Brüssel. Da lässt sich halt nichts machen. Etwas hilflos steht der junge Mann vor dem Eingang zur U-Bahnstation Schuman im Brüsseler EU-Viertel. Ein rot-weiß-gestreiftes Plastikband spannt sich oberhalb der Stiege, die Metro fährt nicht. Alle Linien haben ihren Betrieb eingestellt; unterirdisch werden selbst Straßenbahnen nicht geführt. Der Belgier zuckt mit den Schultern: "Man muss sich halt anpassen."
Es ist der dritte Tag des Terroralarms auf höchster Stufe in Brüssel. Die Terrorwarnstufe wurde gestern, Montagabend, bis kommenden Montag verlängert. Es bestehe immer noch eine "ernste und unmittelbare Bedrohung", so Premierminister Charles Michel.
Anpassung - das war gestern, Montag, vor allem gefragt. Denn die Sicherheitsmaßnahmen, die die Behörden in der Nacht auf Samstag nach Hinweisen auf mögliche Anschläge ähnlich jenen in Paris eine Woche zuvor ausgerufen hatten, hatten am Wochenende beschränkte Auswirkungen. Zu spüren bekamen sie die Geschäftsleute und Restaurantbesitzer, die ihre Lokale am Samstag früher als sonst schließen mussten. Doch zu Wochenbeginn waren schon größere Teile der Bevölkerung betroffen.
Einige Büros und Botschaften öffneten ihre Türen nicht, Veranstaltungen wurden abgesagt, Lieferfirmen verloren Aufträge. Zugreisende hatten oft stundenlange Verspätungen in Kauf zu nehmen, da auf großen Bahnhöfen ihr Gepäck kontrolliert wurde. Menschen, die mit der U-Bahn in die Arbeit fahren, mussten sich Alternativen suchen und auf das Rad oder einen Bus umsteigen. Manche sind zu Hause geblieben. Nicht so sehr aus Angst, sondern weil sie schlicht ihre Kinder nicht allein lassen konnten. Erst am Sonntag haben sie erfahren, dass Schulen, Kindergärten und Universitäten am Montag geschlossen bleiben. Und das werden sie auch bis heute, Dienstag, bleiben. Schulen und die U-Bahn sollen erst wieder am Mittwoch geöffnet werden.

Arbeitsauftrag
Führen Sie den Text über den Terroralarm in Brüssel im Anschluss an seinen letzten Satz weiter. Die Auflistung spielt hierbei keine Rolle.

(Gespeicherte Datensätze)
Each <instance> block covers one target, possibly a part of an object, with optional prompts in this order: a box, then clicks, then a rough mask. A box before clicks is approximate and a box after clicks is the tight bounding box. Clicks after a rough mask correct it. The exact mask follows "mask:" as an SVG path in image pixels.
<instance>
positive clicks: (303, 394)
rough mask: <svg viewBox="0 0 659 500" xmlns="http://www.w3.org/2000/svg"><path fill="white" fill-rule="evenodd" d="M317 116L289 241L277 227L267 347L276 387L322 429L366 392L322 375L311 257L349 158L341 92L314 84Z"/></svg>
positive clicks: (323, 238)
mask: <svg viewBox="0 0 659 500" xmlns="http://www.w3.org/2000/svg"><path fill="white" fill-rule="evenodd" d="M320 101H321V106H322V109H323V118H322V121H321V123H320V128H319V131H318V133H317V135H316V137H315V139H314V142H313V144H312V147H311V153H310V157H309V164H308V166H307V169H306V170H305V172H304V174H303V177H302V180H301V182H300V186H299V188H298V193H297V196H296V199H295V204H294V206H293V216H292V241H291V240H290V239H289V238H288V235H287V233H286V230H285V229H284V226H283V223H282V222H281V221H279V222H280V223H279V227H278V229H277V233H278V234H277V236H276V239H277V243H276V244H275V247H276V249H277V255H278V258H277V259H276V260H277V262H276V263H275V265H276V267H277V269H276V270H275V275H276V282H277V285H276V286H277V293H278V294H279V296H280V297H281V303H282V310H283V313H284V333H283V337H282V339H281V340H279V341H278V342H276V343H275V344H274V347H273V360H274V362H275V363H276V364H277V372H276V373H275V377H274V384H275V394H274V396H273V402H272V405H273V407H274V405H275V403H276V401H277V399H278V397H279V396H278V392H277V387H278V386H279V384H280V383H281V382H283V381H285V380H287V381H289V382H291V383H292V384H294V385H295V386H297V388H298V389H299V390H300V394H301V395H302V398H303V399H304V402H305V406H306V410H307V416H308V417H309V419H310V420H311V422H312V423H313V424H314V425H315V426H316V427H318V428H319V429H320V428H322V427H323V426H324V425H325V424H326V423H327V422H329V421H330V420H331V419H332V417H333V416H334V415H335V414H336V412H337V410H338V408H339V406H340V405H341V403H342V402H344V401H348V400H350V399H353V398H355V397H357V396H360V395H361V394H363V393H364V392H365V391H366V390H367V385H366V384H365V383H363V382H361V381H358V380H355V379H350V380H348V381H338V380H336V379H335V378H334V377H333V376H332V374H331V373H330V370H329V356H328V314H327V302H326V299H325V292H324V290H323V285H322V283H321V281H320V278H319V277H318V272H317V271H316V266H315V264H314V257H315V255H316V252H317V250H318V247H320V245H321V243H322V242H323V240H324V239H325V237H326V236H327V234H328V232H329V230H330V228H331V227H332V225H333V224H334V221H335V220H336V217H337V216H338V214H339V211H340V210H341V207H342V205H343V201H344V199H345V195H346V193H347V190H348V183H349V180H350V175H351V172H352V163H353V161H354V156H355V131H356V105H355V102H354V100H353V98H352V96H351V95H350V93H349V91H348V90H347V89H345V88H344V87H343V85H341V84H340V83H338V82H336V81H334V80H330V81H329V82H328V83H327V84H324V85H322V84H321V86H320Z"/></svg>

Antwortfeld
Razzien und Festnahmen
Die Menschen mussten ihren Alltag organisieren, und das taten sie auch. Trotz der Polizeirazzien und verstärkten Militärpräsenz, trotz der Panzerfahrzeuge und Soldaten, die mit ihren Sturmgewehren in den Straßen und vor etlichen Gebäuden patrouillierten. So kam das öffentliche Leben in Brüssel keineswegs zum Stillstand. Aber es verlief in sichtbar ruhigeren Bahnen. Auf den Straßen rund um den Schuman-Platz stauten sich die Autos ausnahmsweise nicht, um die Mittagszeit waren die von EU-Beamten gern frequentierten Lokale nicht überfüllt, weniger Menschen als sonst hasteten zwischen den Baustellen des Platzes, dessen Umbau seit Jahren kein Ende nehmen will, hindurch. Aber wie geplant kamen die Finanzminister der Euro-Zone zu ihrem Treffen zusammen, und die EU-Abgeordneten machten sich auf ihren Weg zur Plenarsitzung in Straßburg.
Die Polizei setzte unterdessen ihre Anti-Terror-Einsätze fort. Schon in der Nacht auf Montag hat sie bei der Suche nach Komplizen und Hintermännern der Anschläge in Paris 16 Personen verhaftet. Von Hubschraubern unterstützt, hatte sie 19 Orte im Raum Brüssel sowie weitere in der Industriestadt Charleroi durchsucht, doch nach Angaben der Staatsanwaltschaft keine Waffen oder Sprengstoff gefunden. Gesucht wird weiterhin der 26-jährige Salah Abdeslam, der bei den Attentaten in Frankreich eine wichtige Rolle gespielt haben soll.
Weitere Festnahmen gab es dann am Montag. Fünf Verdächtige wurden bei Razzien in Brüssel und in der Region Lüttich aufgegriffen. Laut der Zeitung "Le Soir" wurde dabei eine Geldsumme von 26.000 Euro entdeckt. Ein Richter erhob am Montag Anklage gegen einen verhafteten Verdächtigen wegen der Anschläge von Paris.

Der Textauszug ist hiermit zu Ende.